The Light Horse are to attack in three waves across a stretch of ground defended by Ottoman machine gunners. The first wave is to go at 4:30 a.m., after an artillery bombardment. Unfortunately, the commanders' watches are not synchronised and the bombardment ends too early. The brigade's commander, Colonel Robinson, insists the Anzac attack proceed; the first wave is cut down by the Ottomans within seconds. The second wave goes over, to a similar fate, Les among them. Major Barton wants to halt the attack to end the carnage, but the Colonel says that somebody told him Anzac marker flags were seen in the Turkish trenches, indicating that the attack was partially successful. The phone line goes dead, and Barton gives Frank a message to carry to Brigade HQ, but when he arrives, the Colonel insists the attack continue.

Lieutenant Gray, Major Barton's second-in-command, admits to Barton that he was the soldier who said that he saw marker flags, though he did not remember who told him. Frank suggests to the Major that he go over the Colonel's head to General Gardner. Frank hurries to Gardner's headquarters down on the beach. The General is informed that, at Suvla, the British landing party is brewing tea on the beach. He tells Frank that he is reconsidering the attack. Frank sprints back to convey this news, but the phone lines are repaired and Colonel Robinson orders the attack to continue. Barton joins his men in the attack, climbs out of the trench pistol in hand, and signals his men to charge. Archy joins the last wave and goes over the top. Frank arrives seconds too late and lets out a scream of anguish and despair. As Archy's companions are cut down by gunfire, he drops his rifle and runs as hard as he can. The final frame freezes on Archy being hit by bullets across his chest, head flung back, as if breaking the tape at the finish of a 100-yard sprint, and falling backwards.

==Cast==

- Mark Lee as Archy Hamilton
- Mel Gibson as Frank Dunne
- Bill Kerr as Jack
- Harold Hopkins as Les McCann
- Charles Yunupingu as Zac
- Ron Graham as Wallace Hamilton
- Gerda Nicolson as Rose Hamilton
- Robert Grubb as Billy (Lewis)
- Tim McKenzie as Barney (Wilson)
- David Argue as Snowy (G. S. Wilkes)
- Steve Dodd as Billy Snakeskin
- Robyn Galwey as Mary
- Don Quin as Lionel
- Phyllis Burford as Laura
- Marjorie Irving as Gran
- Bill Hunter as Major Barton
- Diane Chamberlain as Mrs Barton
- Peter Ford as Lieutenant Gray
- Geoff Parry as Sergeant Sayers
- John Morris as Colonel Robinson
- Stan Green as Sergeant Major
- Max Wearing as Colonel White
- Jack Giddy as Athletics Official #2
- Paul Sonkkila
- David Williamson made a cameo as an Australian soldier playing a game of Australian rules football in Egypt.

==Themes==
A theme of this film is loss of innocence and the coming of age of the Australian soldiers and of their country. An early scene in the film shows Uncle Jack reading from Rudyard Kipling's The Jungle Book about how Mowgli has reached manhood and now must leave the family of wolves that raised him. The actor Mel Gibson commented, "Gallipoli was the birth of a nation. It was the shattering of a dream for Australia. They had banded together to fight the Hun and died by the thousands in a dirty little trench war." In an examination of Gallipolis legacy, SBS Movies notes "The soldiers of Gallipoli head to war because it is expected of them, just as Australia headed to war because, as part of the British Empire, it was expected of the nation.

* INFORMATION GIVEN *
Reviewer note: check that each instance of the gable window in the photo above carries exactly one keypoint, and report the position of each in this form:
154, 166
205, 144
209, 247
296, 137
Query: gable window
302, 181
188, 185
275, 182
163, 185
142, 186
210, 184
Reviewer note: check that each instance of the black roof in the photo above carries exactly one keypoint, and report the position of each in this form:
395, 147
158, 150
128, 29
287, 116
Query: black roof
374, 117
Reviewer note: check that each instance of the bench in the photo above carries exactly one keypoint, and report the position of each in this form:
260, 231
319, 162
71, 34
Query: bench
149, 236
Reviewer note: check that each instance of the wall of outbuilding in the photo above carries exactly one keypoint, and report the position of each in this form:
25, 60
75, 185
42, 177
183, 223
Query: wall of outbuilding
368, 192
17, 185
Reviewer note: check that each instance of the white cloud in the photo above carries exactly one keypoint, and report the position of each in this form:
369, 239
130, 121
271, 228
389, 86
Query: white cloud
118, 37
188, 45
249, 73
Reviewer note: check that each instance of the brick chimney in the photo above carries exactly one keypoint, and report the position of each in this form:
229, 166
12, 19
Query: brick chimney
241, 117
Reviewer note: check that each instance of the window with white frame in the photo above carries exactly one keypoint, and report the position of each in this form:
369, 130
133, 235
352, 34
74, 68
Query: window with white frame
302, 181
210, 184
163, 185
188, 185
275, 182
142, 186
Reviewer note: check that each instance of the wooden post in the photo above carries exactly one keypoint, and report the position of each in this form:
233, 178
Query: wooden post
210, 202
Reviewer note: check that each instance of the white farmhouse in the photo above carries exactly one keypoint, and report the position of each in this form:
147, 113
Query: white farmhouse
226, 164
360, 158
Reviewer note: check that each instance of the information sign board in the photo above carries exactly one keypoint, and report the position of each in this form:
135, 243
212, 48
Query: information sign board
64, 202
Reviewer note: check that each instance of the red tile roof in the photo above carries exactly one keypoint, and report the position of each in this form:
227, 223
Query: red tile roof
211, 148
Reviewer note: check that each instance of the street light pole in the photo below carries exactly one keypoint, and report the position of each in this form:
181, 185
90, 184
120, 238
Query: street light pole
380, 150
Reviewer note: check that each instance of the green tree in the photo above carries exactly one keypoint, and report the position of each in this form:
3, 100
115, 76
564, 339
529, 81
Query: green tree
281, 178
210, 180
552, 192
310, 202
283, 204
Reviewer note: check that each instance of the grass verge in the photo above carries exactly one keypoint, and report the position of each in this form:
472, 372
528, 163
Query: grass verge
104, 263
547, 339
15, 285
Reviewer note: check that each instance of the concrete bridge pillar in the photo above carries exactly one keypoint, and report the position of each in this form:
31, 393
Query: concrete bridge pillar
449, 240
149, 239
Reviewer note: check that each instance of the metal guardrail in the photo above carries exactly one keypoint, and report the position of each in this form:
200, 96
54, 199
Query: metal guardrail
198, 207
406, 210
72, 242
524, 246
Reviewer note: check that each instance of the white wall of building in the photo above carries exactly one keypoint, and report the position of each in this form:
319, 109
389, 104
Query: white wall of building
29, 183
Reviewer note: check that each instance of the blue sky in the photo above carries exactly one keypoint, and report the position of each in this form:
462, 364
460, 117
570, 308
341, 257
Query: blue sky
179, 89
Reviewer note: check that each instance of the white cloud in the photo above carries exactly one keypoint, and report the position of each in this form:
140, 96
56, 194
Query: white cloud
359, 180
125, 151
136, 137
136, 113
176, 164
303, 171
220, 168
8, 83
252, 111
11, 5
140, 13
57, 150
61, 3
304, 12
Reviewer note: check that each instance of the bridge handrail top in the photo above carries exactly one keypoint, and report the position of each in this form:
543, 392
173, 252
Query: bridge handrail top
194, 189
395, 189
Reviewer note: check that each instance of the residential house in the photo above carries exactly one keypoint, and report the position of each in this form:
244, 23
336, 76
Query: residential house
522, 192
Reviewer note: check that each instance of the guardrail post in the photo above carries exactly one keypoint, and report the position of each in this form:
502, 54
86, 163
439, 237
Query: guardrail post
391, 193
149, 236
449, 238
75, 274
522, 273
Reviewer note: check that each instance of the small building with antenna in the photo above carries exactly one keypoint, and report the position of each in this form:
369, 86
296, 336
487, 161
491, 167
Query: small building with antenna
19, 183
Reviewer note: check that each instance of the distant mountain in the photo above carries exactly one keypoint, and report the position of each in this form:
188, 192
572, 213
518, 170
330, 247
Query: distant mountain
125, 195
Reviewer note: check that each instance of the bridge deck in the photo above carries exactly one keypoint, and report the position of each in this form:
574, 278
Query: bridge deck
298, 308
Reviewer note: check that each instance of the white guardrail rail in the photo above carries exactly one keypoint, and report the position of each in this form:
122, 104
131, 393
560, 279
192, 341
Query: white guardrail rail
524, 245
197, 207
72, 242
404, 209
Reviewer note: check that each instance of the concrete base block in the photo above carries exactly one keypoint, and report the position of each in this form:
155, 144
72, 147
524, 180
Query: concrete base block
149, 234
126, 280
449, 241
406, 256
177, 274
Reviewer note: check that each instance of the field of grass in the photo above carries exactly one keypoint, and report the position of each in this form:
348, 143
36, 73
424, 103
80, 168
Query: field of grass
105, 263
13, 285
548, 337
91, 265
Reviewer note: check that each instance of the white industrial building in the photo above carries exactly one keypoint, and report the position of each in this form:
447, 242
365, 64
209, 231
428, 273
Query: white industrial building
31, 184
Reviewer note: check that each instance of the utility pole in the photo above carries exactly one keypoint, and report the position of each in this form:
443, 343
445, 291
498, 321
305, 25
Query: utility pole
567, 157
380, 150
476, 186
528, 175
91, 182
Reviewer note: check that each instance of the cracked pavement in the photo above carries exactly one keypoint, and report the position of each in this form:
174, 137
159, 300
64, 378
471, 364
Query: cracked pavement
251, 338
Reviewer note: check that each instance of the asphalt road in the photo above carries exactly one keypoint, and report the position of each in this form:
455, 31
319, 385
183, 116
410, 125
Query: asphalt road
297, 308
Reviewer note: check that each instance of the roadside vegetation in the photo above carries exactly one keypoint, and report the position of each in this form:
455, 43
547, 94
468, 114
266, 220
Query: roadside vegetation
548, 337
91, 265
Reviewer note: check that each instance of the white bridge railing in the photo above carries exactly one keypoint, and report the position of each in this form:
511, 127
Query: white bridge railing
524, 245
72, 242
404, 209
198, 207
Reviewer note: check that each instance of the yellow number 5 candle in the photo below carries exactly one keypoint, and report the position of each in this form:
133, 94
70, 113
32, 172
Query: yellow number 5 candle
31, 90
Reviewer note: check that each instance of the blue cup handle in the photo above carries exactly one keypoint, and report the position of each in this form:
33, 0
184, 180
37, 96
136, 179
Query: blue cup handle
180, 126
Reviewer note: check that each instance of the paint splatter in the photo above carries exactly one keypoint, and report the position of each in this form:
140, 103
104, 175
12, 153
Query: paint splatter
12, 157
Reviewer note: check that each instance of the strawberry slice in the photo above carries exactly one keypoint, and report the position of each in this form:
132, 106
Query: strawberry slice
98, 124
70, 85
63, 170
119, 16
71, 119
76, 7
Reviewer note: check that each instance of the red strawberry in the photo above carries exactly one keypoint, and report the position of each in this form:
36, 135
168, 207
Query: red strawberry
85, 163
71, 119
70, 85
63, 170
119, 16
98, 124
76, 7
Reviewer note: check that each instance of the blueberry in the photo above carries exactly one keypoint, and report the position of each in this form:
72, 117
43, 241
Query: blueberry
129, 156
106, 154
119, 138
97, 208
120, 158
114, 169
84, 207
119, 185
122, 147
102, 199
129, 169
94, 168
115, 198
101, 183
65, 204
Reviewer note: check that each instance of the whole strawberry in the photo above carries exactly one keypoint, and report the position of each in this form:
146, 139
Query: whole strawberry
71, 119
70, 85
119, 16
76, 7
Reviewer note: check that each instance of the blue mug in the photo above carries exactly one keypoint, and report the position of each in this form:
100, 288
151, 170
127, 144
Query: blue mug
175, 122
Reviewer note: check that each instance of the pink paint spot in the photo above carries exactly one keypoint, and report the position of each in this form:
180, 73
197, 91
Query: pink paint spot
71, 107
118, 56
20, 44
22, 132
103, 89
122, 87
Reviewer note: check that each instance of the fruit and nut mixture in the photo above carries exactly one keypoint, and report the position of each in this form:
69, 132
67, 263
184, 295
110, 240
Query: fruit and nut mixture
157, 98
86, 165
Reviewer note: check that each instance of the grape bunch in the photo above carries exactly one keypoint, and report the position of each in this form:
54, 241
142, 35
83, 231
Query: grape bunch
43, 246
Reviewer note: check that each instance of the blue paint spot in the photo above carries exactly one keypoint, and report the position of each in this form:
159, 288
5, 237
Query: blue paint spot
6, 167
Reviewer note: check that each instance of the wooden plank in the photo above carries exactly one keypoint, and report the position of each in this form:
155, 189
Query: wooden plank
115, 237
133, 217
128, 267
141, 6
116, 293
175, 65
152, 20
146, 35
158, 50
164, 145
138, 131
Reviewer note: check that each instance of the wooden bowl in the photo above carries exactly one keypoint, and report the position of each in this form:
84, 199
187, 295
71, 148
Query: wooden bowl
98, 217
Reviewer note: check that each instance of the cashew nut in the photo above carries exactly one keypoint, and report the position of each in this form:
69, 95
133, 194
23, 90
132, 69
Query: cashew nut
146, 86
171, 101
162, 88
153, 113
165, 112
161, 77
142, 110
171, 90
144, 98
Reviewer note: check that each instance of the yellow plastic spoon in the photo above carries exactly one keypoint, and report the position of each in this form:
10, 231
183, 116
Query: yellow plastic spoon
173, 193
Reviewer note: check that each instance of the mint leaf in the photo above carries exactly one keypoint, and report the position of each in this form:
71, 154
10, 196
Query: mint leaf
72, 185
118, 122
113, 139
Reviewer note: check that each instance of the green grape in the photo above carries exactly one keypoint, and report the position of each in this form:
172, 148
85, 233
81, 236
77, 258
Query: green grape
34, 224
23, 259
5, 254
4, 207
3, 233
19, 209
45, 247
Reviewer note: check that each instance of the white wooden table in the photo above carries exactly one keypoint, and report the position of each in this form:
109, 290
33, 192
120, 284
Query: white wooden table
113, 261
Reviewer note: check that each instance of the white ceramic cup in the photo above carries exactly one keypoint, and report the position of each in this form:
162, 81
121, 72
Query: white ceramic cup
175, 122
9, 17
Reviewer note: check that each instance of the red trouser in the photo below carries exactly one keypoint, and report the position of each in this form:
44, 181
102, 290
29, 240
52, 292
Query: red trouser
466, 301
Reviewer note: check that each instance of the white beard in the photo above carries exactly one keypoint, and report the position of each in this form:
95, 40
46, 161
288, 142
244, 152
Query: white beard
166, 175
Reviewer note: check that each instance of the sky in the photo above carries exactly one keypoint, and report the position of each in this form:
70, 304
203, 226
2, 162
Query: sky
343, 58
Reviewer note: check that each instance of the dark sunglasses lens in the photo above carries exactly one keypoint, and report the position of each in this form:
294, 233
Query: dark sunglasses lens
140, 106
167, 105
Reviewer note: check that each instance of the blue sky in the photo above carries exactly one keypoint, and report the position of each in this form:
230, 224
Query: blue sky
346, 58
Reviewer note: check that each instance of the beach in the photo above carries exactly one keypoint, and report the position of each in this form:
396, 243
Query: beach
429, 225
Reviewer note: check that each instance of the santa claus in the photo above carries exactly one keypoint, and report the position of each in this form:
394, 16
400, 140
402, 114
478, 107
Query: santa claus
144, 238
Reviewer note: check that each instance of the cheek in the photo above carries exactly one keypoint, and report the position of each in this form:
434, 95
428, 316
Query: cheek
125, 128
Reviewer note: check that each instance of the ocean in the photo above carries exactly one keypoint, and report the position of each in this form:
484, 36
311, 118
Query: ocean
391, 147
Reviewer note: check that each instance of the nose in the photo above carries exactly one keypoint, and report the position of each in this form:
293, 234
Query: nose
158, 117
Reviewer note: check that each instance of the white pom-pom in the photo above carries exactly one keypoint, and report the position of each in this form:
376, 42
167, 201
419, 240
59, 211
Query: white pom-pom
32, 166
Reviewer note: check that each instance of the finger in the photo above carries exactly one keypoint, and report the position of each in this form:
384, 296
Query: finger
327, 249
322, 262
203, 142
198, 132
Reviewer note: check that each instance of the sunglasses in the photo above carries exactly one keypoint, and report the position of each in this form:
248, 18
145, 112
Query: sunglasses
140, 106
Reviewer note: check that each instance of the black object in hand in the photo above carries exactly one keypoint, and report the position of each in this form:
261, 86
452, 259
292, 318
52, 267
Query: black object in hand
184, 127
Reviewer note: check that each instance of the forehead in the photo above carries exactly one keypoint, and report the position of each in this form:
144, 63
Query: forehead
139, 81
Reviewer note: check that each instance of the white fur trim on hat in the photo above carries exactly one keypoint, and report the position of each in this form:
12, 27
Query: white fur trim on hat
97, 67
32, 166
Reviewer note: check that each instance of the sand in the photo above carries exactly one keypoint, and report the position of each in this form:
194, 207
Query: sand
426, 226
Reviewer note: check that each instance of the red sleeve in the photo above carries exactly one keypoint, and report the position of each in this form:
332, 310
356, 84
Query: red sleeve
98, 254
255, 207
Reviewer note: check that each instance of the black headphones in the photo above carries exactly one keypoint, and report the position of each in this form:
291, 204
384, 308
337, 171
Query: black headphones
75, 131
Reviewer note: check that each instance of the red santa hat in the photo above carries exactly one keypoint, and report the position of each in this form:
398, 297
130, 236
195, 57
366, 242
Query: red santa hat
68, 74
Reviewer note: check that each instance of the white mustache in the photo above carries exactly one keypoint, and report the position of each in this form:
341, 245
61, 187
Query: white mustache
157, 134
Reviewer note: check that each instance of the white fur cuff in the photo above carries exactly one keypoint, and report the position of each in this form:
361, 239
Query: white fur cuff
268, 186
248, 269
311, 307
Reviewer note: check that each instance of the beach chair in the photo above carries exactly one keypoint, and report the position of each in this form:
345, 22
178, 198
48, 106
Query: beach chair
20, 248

* EXERCISE TASKS *
[a] Answer these questions from the Gallipoli excerpt:
(i) At what time is the first wave scheduled to attack?
(ii) Which actor plays Major Barton?
(iii) From which book does Uncle Jack read in an early scene?
[b] Summarize the Gallipoli excerpt in two sentences.
[c] Copy the Gallipoli excerpt word for word from "- Mark Lee as" to "as Billy (Lewis)".

* ANSWERS TO THE PROBLEMS *
[a]
(i) 4:30 a.m.
(ii) Bill Hunter
(iii) Rudyard Kipling's The Jungle Book

[b] When unsynchronized watches end the artillery bombardment too early, Colonel Robinson keeps sending waves of Light Horse against the Ottoman machine gunners, and Frank, carrying word that General Gardner is reconsidering the attack, arrives seconds too late to stop the last wave, in which Archy is shot down. The excerpt also lists the cast, led by Mark Lee as Archy Hamilton and Mel Gibson as Frank Dunne, and names loss of innocence and the coming of age of the Australian soldiers and of their country as a theme of the film.

[c]
- Mark Lee as Archy Hamilton
- Mel Gibson as Frank Dunne
- Bill Kerr as Jack
- Harold Hopkins as Les McCann
- Charles Yunupingu as Zac
- Ron Graham as Wallace Hamilton
- Gerda Nicolson as Rose Hamilton
- Robert Grubb as Billy (Lewis)